◆ PASSAGE TO READ
One Heart Attack Patient in Three Must Wait to be Treated

November 12, 2012

One Heart Attack Patient in Three Must Wait to be Treated

Dr. Timothy D. Henry, director of research at the Minneapolis Heart Institute Foundation at Abbott Northwestern Hospital in Minneapolis, and his colleagues have recently published a report relating to treatment delays for heart attack patients. The report is in the current issue of the medical journal Circulation.

One of the findings showed that over 33% of patients having a serious heart attack cannot receive the emergency surgery which will open their arteries in a timely fashion. Part of the problem is that only 25% of hospitals in the United States can perform the angioplasties, the name for the life saving intervention required.

A ‘ST segment elevation myocardial infraction’, also known as STEMI is the condition where the blood flowing to the heart is blocked. When patients are admitted to the emergency room of a hospital without the facilities or staff to carry out the angioplasties procedures then that patient is transferred to a hospital with adequate facilities. That is the first delay in receiving treatment.

Records contained in a dataset:
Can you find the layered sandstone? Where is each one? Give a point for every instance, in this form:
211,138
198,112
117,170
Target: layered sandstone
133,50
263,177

...

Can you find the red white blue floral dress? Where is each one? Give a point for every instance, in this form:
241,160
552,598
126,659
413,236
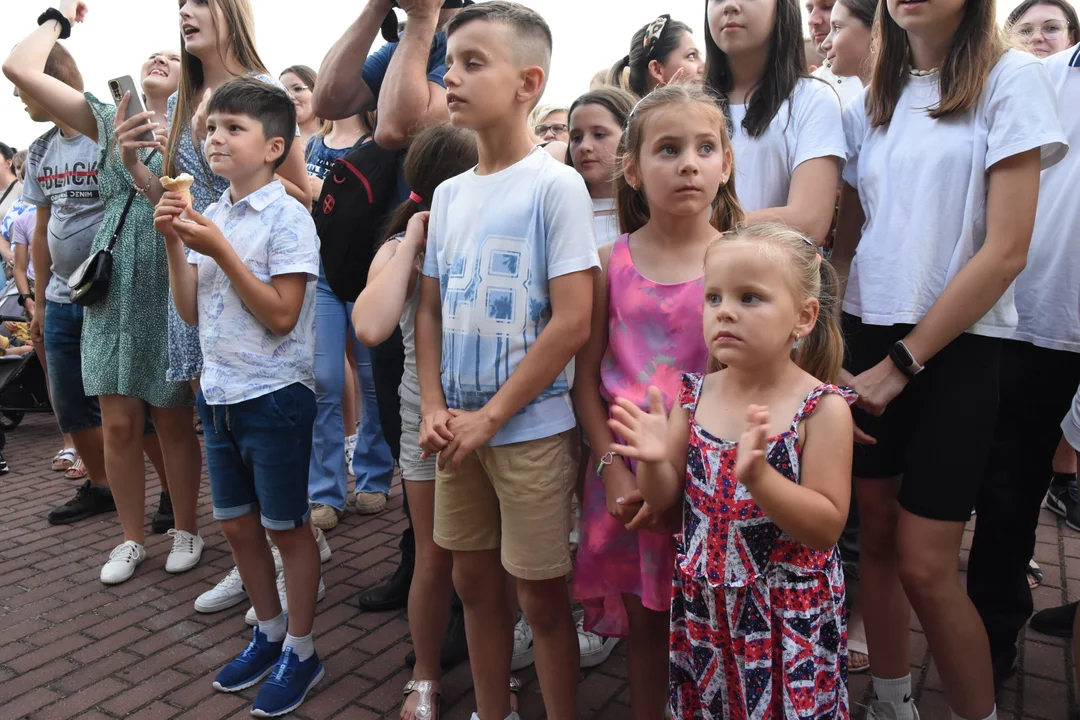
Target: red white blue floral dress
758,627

◆ STUDY QUESTIONS
1) Answer these questions using the article on heart attack treatment delays:
(a) In which medical journal was the report published?
(b) What share of hospitals in the United States can perform angioplasties?
(c) According to the article, what is the first delay in receiving treatment?
2) Continue the article on heart attack treatment delays, picking up after its final sentence.

◆ RESULTS
1)
(a) Circulation.
(b) 25%.
(c) The first delay is being transferred from a hospital without the facilities or staff for angioplasty to one with adequate facilities.

2)
Dr Henry points out that, “”While we are making tremendous progress, delays are still occurring during the transfer process”. He adds, “This is the first study that examines and identifies the specific reasons for delay of transfer patients”.

The study centered on the Minnesota and Minneapolis region in the U.S. from 2003 until 2009 and 2,000 patients with STEMI symptoms were investigated. Central to the investigation was the Minneapolis Heart Institute (MHI), a hospital able to carry out angioplasties. All the patients investigated were transferred from their initial emergency room to this hospital from distances as great as 210 miles, about 336 kilometers.

The findings showed that almost 66% of these patients arrived at MHI within two hours and with no delays. However, the remainder, about 34% was subject to a delay. Of this group, nearly 66% of the delays were attributable to the original ER facility.

The reasons for the referring hospitals delays were varied. The most common reason was that transport was not readily available (26%), delays in the emergency room accounted for another 14%. Additionally problems with the diagnosis and the extra time involved was responsible for 9% of the hold ups, initial results from the testing for heart attacks being inconclusive resulted in another 9% and the patient going into cardiac arrest caused the final 6% of delays.

The delays caused by cardiac arrest were the ones responsible for most of the fatalities. It was seen that of those who had a cardiac arrest only 69% made the transfer successfully. The other 31% died before the transfer could take place.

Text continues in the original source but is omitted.